Requirement: Look through the lines below and extract each one that contains "shirt".

------ Task data

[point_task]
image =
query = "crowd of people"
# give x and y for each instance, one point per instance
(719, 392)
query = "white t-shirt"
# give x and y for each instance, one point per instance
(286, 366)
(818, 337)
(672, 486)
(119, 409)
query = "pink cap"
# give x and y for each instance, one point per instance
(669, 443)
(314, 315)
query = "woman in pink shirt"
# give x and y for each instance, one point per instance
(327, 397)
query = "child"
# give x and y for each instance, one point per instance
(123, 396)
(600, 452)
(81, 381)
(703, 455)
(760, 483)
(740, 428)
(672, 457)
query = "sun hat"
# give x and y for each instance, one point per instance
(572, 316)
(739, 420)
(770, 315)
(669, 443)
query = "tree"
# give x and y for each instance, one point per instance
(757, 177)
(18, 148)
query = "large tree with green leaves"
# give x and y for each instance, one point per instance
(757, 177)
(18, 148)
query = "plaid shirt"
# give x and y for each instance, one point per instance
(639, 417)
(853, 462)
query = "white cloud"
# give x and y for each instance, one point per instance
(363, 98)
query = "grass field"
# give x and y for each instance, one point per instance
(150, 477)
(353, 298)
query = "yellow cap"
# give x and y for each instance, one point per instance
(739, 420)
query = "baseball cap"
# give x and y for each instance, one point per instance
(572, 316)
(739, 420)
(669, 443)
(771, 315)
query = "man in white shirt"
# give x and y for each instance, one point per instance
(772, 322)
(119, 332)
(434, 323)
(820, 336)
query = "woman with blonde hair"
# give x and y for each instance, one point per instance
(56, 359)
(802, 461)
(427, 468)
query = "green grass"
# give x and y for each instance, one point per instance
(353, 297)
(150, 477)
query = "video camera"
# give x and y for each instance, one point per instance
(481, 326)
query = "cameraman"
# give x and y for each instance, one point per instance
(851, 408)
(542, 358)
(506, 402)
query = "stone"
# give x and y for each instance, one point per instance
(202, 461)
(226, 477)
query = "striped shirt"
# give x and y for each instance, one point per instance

------------

Task answer:
query = "white t-shirt"
query = "woman in pink shirt"
query = "plaid shirt"
query = "man in white shirt"
query = "striped shirt"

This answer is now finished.